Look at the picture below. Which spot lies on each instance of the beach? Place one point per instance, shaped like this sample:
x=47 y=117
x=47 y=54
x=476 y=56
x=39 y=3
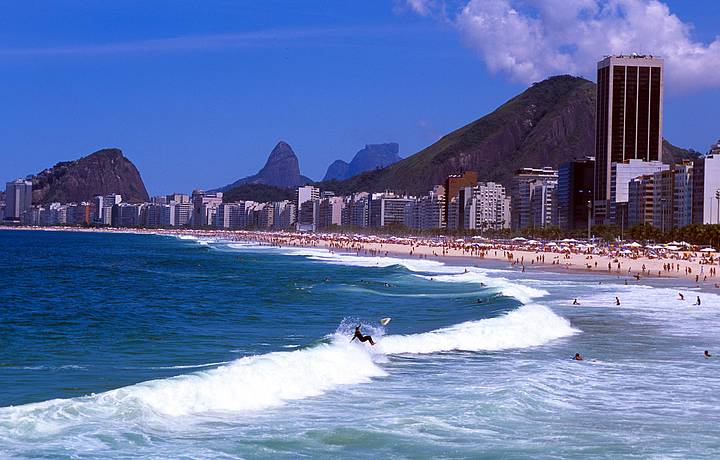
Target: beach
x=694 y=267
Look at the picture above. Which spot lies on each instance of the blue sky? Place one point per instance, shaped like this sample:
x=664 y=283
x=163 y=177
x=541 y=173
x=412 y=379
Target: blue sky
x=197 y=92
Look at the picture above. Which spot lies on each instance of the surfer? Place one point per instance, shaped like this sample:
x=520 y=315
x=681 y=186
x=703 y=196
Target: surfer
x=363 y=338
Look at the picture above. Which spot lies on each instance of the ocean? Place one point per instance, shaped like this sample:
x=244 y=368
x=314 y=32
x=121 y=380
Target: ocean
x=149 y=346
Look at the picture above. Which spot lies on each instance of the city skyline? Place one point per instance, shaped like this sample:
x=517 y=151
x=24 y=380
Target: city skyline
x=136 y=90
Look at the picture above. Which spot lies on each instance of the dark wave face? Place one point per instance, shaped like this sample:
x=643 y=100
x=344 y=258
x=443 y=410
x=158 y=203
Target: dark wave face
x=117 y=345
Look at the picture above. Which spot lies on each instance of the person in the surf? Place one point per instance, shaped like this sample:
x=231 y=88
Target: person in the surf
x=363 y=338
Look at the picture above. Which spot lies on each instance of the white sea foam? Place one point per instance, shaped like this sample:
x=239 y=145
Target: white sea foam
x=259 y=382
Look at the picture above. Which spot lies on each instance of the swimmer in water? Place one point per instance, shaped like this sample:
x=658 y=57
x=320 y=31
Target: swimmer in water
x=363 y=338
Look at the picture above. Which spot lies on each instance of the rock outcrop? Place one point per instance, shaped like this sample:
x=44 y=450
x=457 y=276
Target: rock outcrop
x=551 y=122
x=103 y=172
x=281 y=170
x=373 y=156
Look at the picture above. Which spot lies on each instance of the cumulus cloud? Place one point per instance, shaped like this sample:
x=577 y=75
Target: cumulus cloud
○ ○ ○ ○
What you will do:
Reproduce all of the material above, substituting "occurrence" for every "instance" and leaving everything else as it is. Omit the pictures from your answer.

Task response:
Look at the picture below. Which spot lies on each occurrence of the beach? Place one point per occurrence, shaped like this sample:
x=47 y=117
x=47 y=54
x=476 y=56
x=39 y=3
Target: beach
x=694 y=267
Look at the picture above. Which spot lies on each occurrence of the blue sky? Place one point per occurrence, shaped like this sample:
x=664 y=283
x=163 y=177
x=541 y=173
x=412 y=379
Target: blue sky
x=197 y=92
Look at the picture above. Which spot lies on each occurrence of the surfer? Place one point per occurrence, shaped like this sample:
x=520 y=315
x=681 y=186
x=703 y=196
Target: surfer
x=363 y=338
Look at the picture above. Which spot lies on each occurrence of the ocean? Place one point per occurrence, shaped like this sample:
x=244 y=368
x=314 y=32
x=121 y=380
Target: ocean
x=149 y=346
Look at the picture above. Which spot lies on each occurrence of the city skyline? Place one point per occurrence, shaped like this sample:
x=517 y=151
x=24 y=380
Target: city skyline
x=136 y=90
Look at the picture above. Which spot lies on each occurrence of the dark wave face? Place one point per occurrence, shaped like this sample:
x=643 y=100
x=344 y=258
x=443 y=410
x=158 y=203
Target: dark wave face
x=117 y=345
Look at the picture above. Which spot lies on each occurrence of the person in the surf? Place one point per occurrence, shaped like this sample:
x=231 y=88
Target: person in the surf
x=363 y=338
Look at the picture above. Which spot lies on each occurrence of the white sea foam? Place one point per occurrence, shaped like this sample:
x=239 y=145
Target: white sea foam
x=259 y=382
Look at the picture above. Which spot lies on each occurrence of the swimmer in water? Place one point per occurrence, shaped like this sample:
x=658 y=57
x=320 y=31
Target: swimmer in water
x=363 y=338
Look at the picture above. Which spot lies on each occurrence of the rock outcrop? Place one point per occurrence, shaped like this sample:
x=44 y=450
x=457 y=276
Target: rock outcrop
x=551 y=122
x=103 y=172
x=281 y=170
x=373 y=156
Look at the picture above. Which spot lies on each occurrence of the cumulus cloud? Place one point per occurrence, shaped like this sample:
x=577 y=75
Target: cumulus cloud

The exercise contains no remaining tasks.